*** Begin section ***

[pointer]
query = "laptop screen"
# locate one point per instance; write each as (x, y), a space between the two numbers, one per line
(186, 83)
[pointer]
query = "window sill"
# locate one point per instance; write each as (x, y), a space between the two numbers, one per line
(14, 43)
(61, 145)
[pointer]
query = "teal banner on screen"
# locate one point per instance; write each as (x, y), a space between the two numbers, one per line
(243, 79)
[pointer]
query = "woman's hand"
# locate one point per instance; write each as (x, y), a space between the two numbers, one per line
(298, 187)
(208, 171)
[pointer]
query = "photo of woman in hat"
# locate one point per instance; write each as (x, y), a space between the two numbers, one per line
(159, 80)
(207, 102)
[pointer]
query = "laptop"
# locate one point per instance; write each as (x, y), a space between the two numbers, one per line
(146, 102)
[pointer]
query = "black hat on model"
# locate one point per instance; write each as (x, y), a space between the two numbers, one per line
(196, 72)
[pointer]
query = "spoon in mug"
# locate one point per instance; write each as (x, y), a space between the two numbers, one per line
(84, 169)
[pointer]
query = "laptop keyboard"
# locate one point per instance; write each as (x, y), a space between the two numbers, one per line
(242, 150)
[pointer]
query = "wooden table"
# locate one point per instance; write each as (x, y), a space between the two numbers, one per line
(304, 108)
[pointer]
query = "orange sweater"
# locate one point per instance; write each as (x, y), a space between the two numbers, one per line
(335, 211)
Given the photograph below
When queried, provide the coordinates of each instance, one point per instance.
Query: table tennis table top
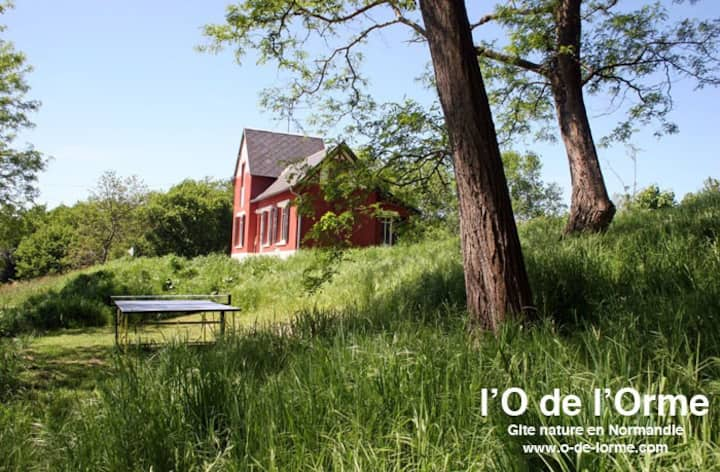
(171, 306)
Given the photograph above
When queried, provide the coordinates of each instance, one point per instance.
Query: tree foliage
(18, 166)
(190, 219)
(631, 54)
(531, 196)
(108, 223)
(48, 249)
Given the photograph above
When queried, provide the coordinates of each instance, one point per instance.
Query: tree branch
(508, 59)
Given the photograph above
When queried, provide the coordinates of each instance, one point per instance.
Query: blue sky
(124, 89)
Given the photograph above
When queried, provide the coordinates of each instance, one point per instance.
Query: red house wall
(367, 230)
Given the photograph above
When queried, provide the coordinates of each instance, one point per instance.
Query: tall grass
(377, 370)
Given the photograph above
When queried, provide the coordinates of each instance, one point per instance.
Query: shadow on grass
(74, 368)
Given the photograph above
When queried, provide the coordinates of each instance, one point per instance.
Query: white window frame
(272, 225)
(284, 222)
(240, 230)
(387, 223)
(264, 226)
(242, 184)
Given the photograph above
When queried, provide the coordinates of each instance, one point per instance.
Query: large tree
(495, 277)
(18, 166)
(554, 52)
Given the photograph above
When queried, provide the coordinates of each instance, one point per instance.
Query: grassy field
(375, 370)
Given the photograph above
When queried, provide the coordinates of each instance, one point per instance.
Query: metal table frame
(213, 301)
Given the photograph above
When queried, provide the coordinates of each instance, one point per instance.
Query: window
(273, 225)
(388, 235)
(261, 217)
(242, 184)
(240, 231)
(285, 227)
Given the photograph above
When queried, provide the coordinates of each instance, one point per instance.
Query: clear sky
(123, 89)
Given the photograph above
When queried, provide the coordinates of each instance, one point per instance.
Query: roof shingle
(269, 153)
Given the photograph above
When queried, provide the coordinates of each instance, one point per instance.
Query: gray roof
(291, 174)
(269, 153)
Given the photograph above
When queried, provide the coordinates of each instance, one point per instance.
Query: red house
(269, 169)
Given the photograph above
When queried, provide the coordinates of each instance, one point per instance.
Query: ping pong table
(170, 305)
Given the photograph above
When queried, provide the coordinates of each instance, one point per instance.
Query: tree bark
(590, 208)
(496, 282)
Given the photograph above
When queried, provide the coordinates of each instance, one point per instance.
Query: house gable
(267, 182)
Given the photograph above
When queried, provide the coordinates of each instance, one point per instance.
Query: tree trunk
(495, 279)
(590, 208)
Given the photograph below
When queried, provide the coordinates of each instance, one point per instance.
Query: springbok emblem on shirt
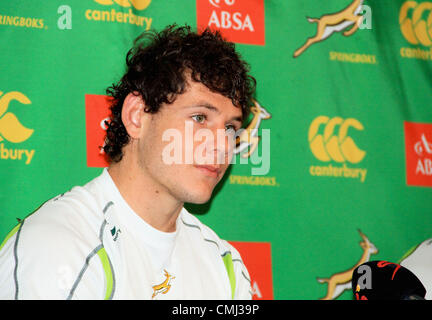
(330, 23)
(164, 286)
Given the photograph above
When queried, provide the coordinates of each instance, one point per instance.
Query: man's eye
(200, 118)
(230, 129)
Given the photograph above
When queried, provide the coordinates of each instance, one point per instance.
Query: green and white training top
(89, 244)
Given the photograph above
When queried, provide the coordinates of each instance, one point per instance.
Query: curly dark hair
(156, 70)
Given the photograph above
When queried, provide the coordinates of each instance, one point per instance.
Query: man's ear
(133, 116)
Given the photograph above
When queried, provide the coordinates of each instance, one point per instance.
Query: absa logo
(11, 129)
(418, 153)
(97, 112)
(238, 21)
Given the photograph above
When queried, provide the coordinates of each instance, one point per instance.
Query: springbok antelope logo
(330, 23)
(341, 281)
(137, 4)
(249, 136)
(164, 286)
(10, 128)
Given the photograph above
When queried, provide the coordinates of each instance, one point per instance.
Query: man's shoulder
(192, 223)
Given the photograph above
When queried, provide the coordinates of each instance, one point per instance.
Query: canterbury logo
(11, 128)
(137, 4)
(248, 138)
(414, 27)
(329, 146)
(164, 286)
(330, 23)
(339, 282)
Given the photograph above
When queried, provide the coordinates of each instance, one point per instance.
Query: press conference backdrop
(343, 164)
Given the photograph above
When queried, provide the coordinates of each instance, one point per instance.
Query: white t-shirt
(419, 262)
(89, 244)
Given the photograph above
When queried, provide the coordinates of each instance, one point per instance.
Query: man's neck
(148, 200)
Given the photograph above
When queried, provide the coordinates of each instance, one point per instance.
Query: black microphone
(383, 280)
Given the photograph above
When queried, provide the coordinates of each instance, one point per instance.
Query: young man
(126, 234)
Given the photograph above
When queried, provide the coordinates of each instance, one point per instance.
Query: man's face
(189, 145)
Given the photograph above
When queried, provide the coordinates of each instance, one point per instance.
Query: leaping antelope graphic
(330, 23)
(341, 281)
(249, 136)
(164, 286)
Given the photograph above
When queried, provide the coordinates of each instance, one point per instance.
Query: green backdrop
(55, 56)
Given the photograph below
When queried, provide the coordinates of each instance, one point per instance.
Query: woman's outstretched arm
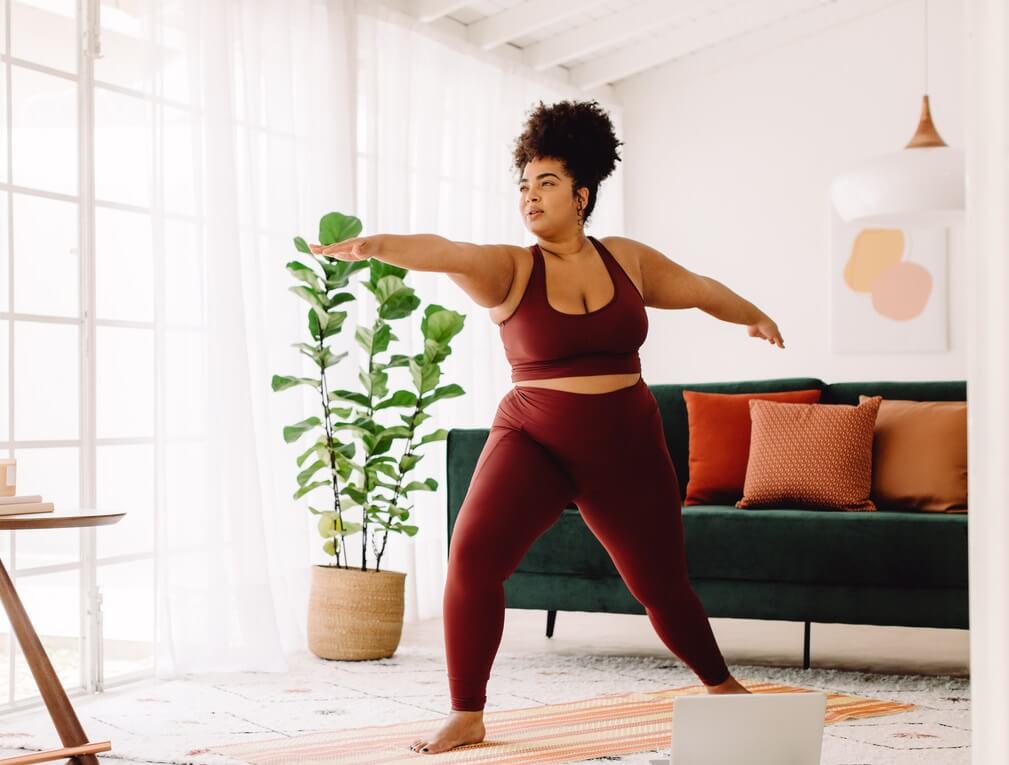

*** End section ***

[Exercise]: Copy every line of the listing that includes the string "screen".

[Response to this exercise]:
query = "laptop screen"
query = "teal banner on screen"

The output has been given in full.